=== Page ===

Reputation: 391
I'm learning Golang so I can rewrite some of my shell scripts.
I have URL's that look like this:
https://example-1.example.com/a/c482dfad3573acff324c/list.txt?parm1=value,parm2=value,parm3=https://example.com/a?parm1=value,parm2=value
I want to extract the following part:
https://example-1.example.com/a/c482dfad3573acff324c/list.txt
In a shell script I would do something like this:
echo "$myString" | grep -o 'http://.*.txt'
What is the best way to do the same thing in Golang, only by using the standard library?
Upvotes: 8
Views: 28911
Reputation: 1
I used regexp package extract string from string .
In this example I wanted to extract between and <\PERSON> , did this by re expression and and replaced and <\PERSON> by re1 expression.
for loop used for if there there are multiple match and re1 format used for replace.
package main
import (
"fmt"
"regexp"
)
func main() {
re := regexp.MustCompile(`<PERSON>(.*?)</PERSON>`)
string_l := "java -mx500m -cp stanford-ner.jar edu.stanford.nlp.ie.crf.CRFClassifier -loadClassifier classifiers/english.all.3class.distsim.crf.ser.gz -textFile PatrickYe.txt -outputFormat inlineXML 2> /dev/null I complained to <ORGANIZATION>Microsoft</ORGANIZATION> about <PERSON>Bill Gates</PERSON>.They told me to see the mayor of <PERSON>New York</PERSON>.,"

=== Provided data ===

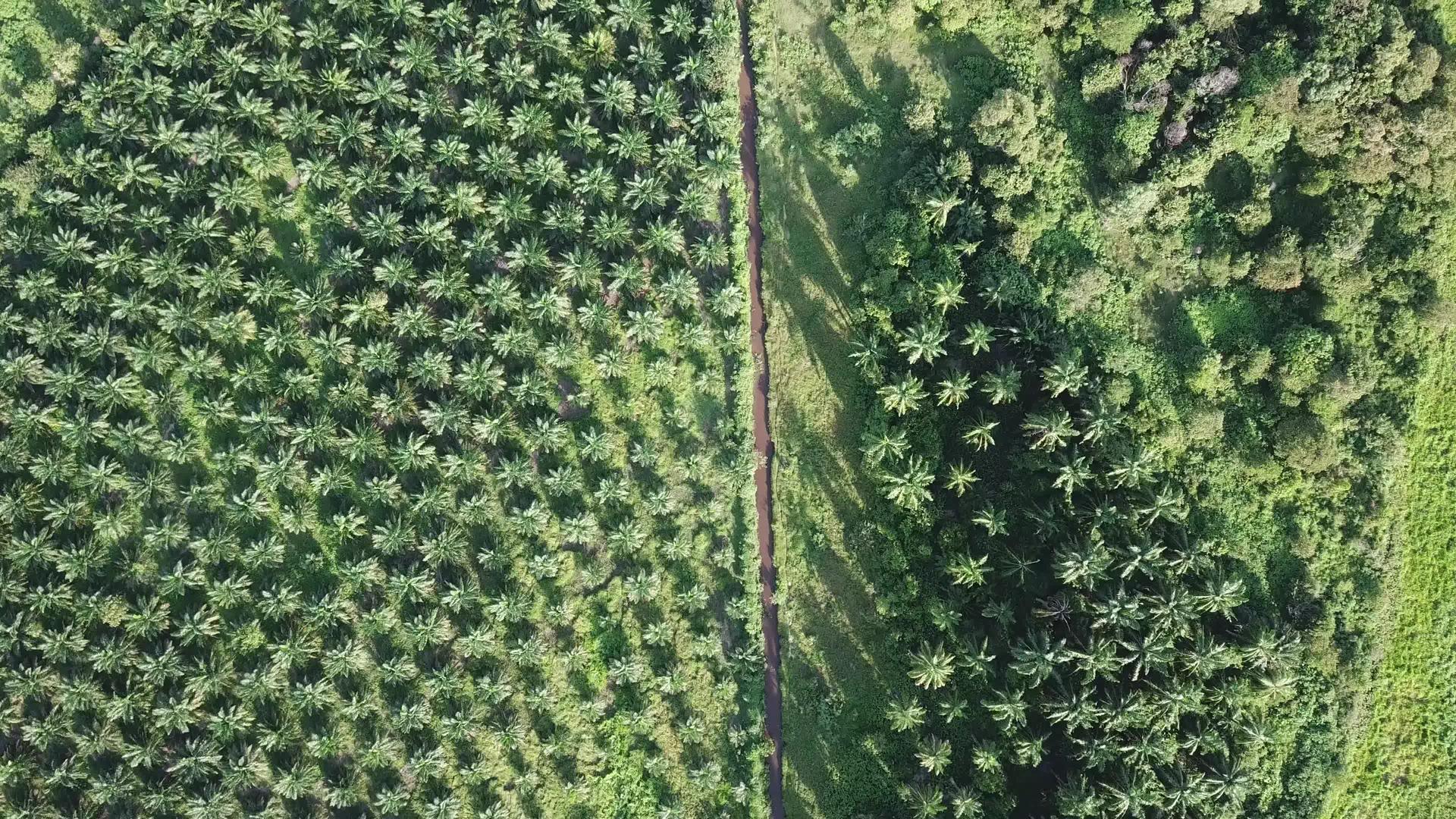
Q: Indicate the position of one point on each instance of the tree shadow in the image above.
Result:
(842, 662)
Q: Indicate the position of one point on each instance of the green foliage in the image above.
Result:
(375, 430)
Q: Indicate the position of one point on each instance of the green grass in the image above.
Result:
(1401, 764)
(840, 665)
(1404, 763)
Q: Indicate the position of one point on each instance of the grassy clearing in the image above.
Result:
(840, 665)
(1404, 765)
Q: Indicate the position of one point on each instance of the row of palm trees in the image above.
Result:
(1075, 649)
(367, 436)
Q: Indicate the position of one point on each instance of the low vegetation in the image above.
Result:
(1159, 215)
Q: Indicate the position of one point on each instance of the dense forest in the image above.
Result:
(376, 430)
(1139, 338)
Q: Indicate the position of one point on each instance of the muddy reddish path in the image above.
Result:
(748, 153)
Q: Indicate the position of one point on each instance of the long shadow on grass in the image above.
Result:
(842, 662)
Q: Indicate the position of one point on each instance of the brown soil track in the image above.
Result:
(764, 445)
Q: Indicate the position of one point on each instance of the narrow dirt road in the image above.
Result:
(748, 153)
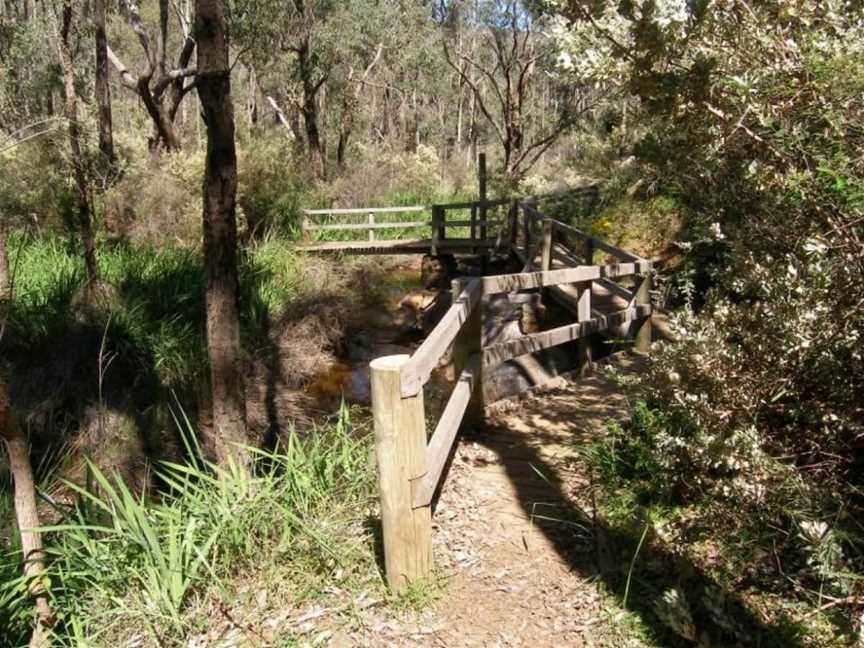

===

## Exercise set
1. Translate this sentence from the thread on extracting part of a URL in Go into Spanish: "I'm learning Golang so I can rewrite some of my shell scripts."
2. From the thread on extracting part of a URL in Go, reproduce the passage that begins at the words "In this example" and stops after "used for replace.".

## Solutions for each task
1. Estoy aprendiendo Golang para poder reescribir algunos de mis scripts de shell.

2.
In this example I wanted to extract between and <\PERSON> , did this by re expression and and replaced and <\PERSON> by re1 expression.
for loop used for if there there are multiple match and re1 format used for replace.